Study text:
The analysis of GRF signals registered during take-off enables a deeper, albeit indirect, insight into the capability of developing explosive strength in the lower extremity skeletal musculature with this take-off ability. ¹⁷ An overall consideration of findings in this study revealed that the use of insole has a marked effect on the kinetics of take-off parameters of flexible flatfoot jumping stance phase to bring them toward the normal foot values. This is because foot orthoses are designed to provide an external correction of structural imbalance in the foot to reduce or eliminate compensatory motion by allowing the foot to function as nearly as possible around the neutral position. ¹⁸ Moreover, while there is a significant difference between peak F2 of the normal foot and flexible flatfoot subjects without insole (p = 0.01), this difference is not significant after the use of insole (p = 0.2). This result looks acceptable because according to Imhauser et al., ¹⁹ while flexible flatfoot deformity caused a pattern of medial shift in plantar pressure distribution, insole orthoses stabilized both the hindfoot and the medial longitudinal arch. The significant increase of stance time in the flexible flatfoot subjects due to use of the insole in comparison to the flexible flatfoot subjects without insole (p = 0.001) (Figure 7 and Table 1) supports the idea of effectiveness of insole to decrease vertical load of peak F2. This suggests that use of the insole enables the flexible flatfoot individuals to have a longer period of push off and loading response and development of a more effective take-off for jumping with decrease of magnitude of vertical GRF (peak F2) through body in the second peak. Thus, if the player’s jump height requires improvement, the rebound time can be lengthened. ⁹ In contrast, the results of Leung et al. ⁷ showed that the shoe-insert orthotic intervention did not affect magnitude of the second peak of vertical force component and the corresponding timing parameter of the subjects walking at their normal speed. In this regard, Prapavessis and McNair, ²⁰ indicate worth noting that high GRF may be a precipitating factor associated with an injury, and the site of tissue damage would benefit from decreased forces.

Action item: Continue the discussion of insoles and flexible flatfoot take-off forces from its last sentence.

Supplied data:

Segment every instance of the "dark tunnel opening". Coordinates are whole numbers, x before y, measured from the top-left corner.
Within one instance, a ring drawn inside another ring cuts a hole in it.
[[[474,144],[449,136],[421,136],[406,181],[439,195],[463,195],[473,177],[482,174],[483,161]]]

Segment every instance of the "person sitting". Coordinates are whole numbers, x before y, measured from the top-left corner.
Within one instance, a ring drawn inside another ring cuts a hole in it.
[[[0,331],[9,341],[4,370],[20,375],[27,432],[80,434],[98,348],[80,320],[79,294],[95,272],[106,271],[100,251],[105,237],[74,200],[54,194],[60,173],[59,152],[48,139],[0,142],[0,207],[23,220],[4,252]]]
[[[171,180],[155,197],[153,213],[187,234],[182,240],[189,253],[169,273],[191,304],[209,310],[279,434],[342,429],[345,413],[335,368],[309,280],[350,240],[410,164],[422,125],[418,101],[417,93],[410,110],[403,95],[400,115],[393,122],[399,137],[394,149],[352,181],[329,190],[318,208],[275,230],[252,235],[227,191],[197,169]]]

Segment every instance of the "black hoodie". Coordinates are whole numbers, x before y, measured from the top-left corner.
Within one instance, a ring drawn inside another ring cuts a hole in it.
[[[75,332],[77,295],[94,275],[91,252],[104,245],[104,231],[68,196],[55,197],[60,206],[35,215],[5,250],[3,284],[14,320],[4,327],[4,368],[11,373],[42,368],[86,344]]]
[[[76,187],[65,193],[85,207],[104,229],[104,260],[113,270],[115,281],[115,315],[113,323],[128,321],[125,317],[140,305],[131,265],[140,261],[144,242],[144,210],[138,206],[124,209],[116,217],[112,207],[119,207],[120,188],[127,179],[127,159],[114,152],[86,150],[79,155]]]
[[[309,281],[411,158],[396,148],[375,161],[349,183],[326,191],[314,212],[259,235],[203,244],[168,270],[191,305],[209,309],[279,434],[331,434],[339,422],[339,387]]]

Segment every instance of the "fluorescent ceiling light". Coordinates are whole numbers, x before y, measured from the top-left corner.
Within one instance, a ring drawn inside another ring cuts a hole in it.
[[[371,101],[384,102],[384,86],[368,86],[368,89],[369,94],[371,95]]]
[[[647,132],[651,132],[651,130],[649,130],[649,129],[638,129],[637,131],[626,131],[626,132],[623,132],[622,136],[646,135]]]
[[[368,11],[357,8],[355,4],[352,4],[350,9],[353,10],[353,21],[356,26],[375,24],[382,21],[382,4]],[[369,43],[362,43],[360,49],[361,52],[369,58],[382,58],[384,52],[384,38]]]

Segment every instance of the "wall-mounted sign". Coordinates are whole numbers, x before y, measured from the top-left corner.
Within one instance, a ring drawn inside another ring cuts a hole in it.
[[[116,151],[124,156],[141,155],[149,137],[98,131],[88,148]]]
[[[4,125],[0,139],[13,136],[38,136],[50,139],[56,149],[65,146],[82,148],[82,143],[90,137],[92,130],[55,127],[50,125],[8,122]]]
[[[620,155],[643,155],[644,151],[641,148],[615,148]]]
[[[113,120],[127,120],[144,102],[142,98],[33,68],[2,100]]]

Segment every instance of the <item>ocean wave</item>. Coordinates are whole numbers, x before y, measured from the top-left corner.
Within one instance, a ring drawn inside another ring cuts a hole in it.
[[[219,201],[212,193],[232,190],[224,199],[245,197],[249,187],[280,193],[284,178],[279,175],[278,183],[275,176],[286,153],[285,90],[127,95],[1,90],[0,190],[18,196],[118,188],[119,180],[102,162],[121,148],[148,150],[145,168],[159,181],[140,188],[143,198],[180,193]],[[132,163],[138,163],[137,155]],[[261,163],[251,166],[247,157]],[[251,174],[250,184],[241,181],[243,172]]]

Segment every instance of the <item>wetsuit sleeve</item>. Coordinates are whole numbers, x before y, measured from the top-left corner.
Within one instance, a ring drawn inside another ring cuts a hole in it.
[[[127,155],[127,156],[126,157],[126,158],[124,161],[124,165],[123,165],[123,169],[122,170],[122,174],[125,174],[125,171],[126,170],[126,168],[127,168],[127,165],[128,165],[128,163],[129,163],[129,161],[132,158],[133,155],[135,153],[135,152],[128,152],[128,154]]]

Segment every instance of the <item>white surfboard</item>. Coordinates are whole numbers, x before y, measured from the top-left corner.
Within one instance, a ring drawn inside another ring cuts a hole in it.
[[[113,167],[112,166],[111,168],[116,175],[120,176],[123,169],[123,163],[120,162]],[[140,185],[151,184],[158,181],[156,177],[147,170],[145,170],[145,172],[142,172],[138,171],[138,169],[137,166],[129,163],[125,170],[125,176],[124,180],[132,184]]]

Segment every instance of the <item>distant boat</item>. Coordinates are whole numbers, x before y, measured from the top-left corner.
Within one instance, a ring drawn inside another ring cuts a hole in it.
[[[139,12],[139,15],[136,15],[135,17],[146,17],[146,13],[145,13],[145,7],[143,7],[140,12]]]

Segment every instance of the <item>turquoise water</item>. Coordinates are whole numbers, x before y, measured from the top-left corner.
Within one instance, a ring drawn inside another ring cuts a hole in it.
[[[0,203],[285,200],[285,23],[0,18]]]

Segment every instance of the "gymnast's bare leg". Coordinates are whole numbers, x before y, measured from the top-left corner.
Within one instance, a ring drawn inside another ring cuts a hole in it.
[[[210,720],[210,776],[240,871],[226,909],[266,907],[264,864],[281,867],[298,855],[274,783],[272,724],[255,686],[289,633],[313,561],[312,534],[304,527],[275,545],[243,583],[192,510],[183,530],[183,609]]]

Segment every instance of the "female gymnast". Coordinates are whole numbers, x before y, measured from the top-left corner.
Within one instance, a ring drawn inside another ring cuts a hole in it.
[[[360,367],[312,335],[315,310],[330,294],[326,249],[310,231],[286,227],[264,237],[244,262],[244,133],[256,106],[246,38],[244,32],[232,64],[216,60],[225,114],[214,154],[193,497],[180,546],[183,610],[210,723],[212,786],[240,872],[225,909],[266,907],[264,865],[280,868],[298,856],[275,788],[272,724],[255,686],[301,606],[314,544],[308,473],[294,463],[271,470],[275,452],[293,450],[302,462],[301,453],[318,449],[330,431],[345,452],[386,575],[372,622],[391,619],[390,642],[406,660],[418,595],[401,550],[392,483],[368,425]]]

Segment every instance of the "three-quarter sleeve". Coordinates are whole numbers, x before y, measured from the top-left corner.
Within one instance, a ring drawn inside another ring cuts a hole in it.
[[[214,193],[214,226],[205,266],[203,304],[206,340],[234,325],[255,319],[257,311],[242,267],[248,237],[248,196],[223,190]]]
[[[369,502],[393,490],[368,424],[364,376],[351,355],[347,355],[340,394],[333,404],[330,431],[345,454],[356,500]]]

Exercise response:
We are aware of some limitations of this study, for instance, only male participants were studied. Whereas we preferred also female participants in a separate group, but there was no female participant in the group of physical training course that was screened to identify the test subjects.

Conclusion

These results suggested that the use of an insole has no significant effect on kinetics of the mediolateral and anterior–posterior directions, while it has a significant effect on the peak F2 of the vertical direction, which is related to an effective take-off for two-legged vertical jumping. Based on kinetics findings of our study, adoption of the insole improved the shoe–foot interface support in the flexible flatfoot individuals. This enables the development of more effective take-off kinetics for vertical jump in terms of GRF and stance duration.